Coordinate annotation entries
--------------------------------------------------

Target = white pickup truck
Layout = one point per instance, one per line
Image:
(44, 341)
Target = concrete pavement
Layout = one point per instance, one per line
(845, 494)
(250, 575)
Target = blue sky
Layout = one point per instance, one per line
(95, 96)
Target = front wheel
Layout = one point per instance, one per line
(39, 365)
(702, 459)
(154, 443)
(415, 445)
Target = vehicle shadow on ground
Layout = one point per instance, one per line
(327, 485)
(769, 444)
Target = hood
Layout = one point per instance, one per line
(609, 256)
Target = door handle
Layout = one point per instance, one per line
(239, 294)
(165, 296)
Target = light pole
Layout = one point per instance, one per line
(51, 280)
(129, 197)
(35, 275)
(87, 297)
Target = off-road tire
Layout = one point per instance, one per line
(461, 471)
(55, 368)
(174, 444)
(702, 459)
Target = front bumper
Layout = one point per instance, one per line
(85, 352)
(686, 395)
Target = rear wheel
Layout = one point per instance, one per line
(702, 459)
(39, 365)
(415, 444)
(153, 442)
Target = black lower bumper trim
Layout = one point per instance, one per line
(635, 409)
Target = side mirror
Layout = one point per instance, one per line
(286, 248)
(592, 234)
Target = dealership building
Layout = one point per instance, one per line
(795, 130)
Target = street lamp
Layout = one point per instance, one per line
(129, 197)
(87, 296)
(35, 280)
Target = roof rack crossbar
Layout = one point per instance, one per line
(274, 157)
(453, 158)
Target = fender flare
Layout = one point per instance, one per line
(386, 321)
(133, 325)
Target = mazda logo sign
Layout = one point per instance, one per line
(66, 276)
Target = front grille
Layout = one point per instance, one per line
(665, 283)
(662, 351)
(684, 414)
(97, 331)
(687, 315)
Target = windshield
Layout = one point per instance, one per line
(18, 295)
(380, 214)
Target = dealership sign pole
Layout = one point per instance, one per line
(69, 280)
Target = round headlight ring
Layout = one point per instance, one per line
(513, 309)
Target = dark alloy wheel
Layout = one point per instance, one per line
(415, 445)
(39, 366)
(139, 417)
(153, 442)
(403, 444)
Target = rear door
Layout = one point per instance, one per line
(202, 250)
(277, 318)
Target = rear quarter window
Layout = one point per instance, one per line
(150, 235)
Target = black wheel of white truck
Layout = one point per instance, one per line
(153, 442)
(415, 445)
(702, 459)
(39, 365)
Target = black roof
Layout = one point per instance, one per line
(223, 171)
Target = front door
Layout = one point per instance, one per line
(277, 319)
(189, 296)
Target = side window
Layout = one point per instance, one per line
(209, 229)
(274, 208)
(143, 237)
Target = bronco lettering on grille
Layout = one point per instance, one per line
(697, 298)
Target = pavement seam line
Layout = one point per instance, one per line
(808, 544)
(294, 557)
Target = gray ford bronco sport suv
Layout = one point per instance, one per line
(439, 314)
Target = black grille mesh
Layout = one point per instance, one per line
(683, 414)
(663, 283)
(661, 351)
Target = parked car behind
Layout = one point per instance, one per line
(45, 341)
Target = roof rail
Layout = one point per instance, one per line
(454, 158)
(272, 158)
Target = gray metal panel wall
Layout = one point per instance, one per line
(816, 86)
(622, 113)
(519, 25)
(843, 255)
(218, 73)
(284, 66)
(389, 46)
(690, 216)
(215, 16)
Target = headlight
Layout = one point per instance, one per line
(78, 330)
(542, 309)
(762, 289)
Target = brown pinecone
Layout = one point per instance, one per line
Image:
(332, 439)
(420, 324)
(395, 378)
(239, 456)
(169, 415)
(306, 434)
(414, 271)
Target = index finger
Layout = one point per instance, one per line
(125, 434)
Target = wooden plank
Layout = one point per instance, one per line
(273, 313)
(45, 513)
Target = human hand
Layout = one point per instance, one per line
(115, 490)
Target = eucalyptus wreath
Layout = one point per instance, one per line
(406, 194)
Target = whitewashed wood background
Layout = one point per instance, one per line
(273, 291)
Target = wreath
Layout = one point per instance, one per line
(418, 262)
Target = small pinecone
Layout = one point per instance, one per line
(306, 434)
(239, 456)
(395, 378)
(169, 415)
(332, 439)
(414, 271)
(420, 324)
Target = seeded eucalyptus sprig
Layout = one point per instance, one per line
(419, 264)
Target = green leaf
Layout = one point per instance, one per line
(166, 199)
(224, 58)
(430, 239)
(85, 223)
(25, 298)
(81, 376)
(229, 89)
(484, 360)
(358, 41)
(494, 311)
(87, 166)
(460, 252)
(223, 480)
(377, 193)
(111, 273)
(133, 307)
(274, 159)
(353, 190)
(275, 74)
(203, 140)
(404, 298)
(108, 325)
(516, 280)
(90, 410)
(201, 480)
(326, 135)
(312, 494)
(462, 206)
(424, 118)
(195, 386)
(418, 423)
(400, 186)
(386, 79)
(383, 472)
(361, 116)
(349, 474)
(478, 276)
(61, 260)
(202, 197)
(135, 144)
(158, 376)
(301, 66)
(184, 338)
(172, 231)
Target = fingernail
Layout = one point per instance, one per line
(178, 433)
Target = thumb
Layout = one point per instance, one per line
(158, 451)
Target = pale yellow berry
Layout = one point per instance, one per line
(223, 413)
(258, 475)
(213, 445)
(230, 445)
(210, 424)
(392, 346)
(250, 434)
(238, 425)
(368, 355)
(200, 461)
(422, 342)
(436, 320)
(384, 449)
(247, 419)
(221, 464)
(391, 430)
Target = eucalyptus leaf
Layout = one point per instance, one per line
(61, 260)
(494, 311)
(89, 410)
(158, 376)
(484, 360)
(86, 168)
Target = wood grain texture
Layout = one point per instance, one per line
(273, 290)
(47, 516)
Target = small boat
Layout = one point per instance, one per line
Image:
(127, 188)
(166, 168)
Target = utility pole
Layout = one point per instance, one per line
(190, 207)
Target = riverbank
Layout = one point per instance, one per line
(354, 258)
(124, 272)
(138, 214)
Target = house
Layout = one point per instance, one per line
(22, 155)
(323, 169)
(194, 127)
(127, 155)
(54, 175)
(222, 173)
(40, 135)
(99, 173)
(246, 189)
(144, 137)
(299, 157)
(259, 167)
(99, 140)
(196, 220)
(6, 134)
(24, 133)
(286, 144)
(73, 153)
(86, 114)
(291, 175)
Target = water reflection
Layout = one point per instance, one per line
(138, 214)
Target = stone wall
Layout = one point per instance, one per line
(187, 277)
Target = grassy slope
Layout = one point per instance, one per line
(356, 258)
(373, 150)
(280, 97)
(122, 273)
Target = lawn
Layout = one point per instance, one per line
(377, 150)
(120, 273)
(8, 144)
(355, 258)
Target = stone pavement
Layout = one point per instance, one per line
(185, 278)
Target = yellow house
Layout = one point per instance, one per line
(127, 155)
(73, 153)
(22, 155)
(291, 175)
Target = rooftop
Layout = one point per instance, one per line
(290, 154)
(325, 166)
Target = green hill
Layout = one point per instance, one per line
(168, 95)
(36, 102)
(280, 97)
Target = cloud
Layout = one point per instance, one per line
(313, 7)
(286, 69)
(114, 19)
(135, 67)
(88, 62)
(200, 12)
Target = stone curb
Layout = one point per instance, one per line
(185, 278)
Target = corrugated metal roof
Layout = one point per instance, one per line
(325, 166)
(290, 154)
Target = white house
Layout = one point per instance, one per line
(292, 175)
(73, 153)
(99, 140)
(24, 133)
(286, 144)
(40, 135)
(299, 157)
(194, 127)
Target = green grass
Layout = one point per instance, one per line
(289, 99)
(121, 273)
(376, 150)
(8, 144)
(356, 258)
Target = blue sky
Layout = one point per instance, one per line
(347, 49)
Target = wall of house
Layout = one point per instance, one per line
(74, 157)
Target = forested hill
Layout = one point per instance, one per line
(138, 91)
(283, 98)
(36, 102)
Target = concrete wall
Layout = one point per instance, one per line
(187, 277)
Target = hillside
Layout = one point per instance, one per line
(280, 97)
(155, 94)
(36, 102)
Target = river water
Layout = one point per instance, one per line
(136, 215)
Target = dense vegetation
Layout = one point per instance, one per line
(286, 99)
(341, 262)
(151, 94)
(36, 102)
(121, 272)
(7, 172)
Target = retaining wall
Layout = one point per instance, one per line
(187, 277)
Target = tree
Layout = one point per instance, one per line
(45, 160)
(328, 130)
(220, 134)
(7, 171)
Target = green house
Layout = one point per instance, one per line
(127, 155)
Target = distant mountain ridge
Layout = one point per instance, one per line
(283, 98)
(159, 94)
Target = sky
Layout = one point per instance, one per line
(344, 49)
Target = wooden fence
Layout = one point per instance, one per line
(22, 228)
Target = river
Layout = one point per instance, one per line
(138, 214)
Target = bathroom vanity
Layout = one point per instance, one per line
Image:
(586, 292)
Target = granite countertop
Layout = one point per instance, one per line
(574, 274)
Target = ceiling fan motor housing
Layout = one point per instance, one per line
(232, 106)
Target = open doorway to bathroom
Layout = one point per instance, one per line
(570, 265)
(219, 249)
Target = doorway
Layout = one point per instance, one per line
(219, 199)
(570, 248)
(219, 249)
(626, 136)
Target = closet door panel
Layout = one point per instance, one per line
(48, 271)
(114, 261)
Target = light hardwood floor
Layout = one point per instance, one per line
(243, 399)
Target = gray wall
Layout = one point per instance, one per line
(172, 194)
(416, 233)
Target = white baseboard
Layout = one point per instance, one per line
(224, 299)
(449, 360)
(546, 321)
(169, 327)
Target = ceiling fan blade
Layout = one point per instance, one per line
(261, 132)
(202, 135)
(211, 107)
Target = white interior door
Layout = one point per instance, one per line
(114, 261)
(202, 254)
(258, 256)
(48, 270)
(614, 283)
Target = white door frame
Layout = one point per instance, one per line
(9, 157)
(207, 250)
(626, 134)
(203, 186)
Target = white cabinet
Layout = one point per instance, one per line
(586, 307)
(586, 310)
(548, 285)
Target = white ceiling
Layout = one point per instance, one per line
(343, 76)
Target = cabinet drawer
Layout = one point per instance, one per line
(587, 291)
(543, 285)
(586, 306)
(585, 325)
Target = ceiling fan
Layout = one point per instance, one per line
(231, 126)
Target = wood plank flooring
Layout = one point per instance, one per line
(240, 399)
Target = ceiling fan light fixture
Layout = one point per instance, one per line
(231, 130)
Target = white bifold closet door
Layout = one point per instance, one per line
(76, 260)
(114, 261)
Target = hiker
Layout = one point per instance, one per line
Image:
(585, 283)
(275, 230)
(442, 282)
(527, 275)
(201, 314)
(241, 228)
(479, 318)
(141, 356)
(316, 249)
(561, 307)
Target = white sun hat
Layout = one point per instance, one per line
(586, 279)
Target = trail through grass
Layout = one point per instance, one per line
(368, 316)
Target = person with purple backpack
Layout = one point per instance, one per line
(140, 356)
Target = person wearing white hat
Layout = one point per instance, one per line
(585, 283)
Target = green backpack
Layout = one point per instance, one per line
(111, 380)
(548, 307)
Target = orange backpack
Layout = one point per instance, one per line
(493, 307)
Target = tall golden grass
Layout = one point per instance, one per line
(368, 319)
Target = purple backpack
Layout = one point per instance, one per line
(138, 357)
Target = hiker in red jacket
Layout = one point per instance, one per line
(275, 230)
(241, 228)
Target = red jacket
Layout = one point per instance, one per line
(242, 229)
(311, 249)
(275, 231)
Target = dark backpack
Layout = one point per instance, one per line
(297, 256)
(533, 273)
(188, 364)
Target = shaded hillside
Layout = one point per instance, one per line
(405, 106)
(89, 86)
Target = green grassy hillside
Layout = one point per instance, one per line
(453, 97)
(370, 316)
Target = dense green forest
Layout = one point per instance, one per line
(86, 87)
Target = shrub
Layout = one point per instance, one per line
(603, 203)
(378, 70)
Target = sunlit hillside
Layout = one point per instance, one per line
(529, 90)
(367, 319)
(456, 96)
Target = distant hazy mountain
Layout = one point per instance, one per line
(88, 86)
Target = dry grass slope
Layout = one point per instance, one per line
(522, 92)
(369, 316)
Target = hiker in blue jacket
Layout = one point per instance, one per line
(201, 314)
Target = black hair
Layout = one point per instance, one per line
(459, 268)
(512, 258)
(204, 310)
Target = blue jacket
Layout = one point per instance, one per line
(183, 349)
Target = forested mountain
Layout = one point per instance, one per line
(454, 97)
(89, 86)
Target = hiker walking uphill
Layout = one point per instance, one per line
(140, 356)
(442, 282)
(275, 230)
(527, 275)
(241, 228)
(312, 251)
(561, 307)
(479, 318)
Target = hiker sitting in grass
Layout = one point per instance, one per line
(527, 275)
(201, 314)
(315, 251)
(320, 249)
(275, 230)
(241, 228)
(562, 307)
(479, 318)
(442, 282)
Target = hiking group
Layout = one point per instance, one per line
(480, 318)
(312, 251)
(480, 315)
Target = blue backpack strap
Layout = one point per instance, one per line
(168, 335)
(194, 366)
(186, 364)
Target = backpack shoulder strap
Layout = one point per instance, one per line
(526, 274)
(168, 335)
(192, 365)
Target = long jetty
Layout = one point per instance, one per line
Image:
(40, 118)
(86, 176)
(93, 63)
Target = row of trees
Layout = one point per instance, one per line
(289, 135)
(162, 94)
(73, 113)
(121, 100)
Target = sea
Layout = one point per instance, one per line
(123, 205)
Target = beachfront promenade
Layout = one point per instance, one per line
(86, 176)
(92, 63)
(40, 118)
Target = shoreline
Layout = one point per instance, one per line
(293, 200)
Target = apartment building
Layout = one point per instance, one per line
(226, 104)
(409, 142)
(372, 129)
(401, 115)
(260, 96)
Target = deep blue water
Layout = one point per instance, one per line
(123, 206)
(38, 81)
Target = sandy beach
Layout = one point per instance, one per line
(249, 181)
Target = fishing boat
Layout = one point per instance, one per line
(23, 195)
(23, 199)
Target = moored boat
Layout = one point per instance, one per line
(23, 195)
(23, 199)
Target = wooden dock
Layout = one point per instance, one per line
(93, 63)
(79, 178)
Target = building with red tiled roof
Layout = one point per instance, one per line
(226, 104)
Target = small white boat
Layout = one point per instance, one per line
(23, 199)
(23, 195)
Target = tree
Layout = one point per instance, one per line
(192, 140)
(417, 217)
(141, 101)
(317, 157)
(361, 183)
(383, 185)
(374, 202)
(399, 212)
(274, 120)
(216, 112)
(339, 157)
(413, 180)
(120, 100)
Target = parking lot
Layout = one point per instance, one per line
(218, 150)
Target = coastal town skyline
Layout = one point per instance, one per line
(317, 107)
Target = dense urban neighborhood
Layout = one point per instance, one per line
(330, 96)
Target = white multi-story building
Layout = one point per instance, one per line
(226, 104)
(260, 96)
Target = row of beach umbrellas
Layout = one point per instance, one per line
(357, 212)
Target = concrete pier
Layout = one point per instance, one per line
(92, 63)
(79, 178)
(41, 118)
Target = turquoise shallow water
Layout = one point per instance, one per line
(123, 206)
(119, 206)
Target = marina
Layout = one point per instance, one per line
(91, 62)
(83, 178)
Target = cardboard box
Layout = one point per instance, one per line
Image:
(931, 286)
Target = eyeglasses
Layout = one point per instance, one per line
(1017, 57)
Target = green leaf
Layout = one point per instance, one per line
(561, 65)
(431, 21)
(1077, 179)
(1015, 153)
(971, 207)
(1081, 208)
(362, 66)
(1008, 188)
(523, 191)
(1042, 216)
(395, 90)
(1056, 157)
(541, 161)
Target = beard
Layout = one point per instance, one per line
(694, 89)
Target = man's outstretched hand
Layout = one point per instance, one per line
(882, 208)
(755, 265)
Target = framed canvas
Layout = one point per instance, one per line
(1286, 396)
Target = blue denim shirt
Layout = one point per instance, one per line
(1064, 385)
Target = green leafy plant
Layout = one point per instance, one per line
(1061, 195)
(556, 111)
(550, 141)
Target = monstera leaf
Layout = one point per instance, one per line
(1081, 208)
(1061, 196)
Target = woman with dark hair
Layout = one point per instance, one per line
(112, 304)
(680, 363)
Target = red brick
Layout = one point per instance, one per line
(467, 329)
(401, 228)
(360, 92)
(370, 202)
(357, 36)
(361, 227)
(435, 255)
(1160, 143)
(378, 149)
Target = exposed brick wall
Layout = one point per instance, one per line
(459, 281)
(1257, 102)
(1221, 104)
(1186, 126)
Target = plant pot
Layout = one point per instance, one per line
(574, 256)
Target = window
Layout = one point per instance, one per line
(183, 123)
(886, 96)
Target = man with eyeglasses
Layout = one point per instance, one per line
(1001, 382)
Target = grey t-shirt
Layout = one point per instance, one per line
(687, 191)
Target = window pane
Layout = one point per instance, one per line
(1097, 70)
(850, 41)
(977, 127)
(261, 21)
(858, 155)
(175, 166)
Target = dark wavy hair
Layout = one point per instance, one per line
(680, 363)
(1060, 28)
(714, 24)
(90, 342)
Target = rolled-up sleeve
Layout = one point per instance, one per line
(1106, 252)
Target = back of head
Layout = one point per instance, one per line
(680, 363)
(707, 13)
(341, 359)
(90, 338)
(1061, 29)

--------------------------------------------------

__What to do__
Convert the data into a JSON list of strings with one string per line, leaving out blank lines. Begin at the line that has "Target = woman with dark hair" and stop after the last line of the data.

__Task response__
[
  "Target = woman with dark hair",
  "Layout = one point per instance, one per line",
  "(112, 304)",
  "(680, 363)",
  "Target = red brick",
  "Layout = one point per instance, one per line",
  "(467, 329)",
  "(401, 228)",
  "(360, 92)",
  "(370, 202)",
  "(357, 36)",
  "(361, 227)",
  "(435, 255)",
  "(1160, 143)",
  "(378, 149)",
  "Target = exposed brick wall",
  "Layout = one point per instance, one per line",
  "(459, 281)",
  "(1257, 102)",
  "(1221, 104)",
  "(1186, 126)",
  "Target = plant pot",
  "Layout = one point per instance, one per line",
  "(574, 256)",
  "Target = window",
  "Layout = one point per instance, one per line",
  "(183, 123)",
  "(886, 96)",
  "Target = man with eyeglasses",
  "Layout = one point per instance, one per line",
  "(1001, 382)",
  "Target = grey t-shirt",
  "Layout = one point per instance, one per line",
  "(687, 191)",
  "Target = window pane",
  "Layout = one point per instance, one per line",
  "(1097, 70)",
  "(850, 41)",
  "(977, 127)",
  "(261, 21)",
  "(858, 155)",
  "(175, 166)",
  "Target = dark wavy hair",
  "Layout = one point per instance, one per line",
  "(680, 363)",
  "(1060, 28)",
  "(714, 24)",
  "(90, 342)",
  "Target = rolled-up sleeve",
  "Layout = one point per instance, one per line",
  "(1106, 252)",
  "Target = back of head",
  "Layout = one point per instance, one per line",
  "(680, 363)",
  "(707, 13)",
  "(341, 359)",
  "(90, 338)",
  "(1061, 29)"
]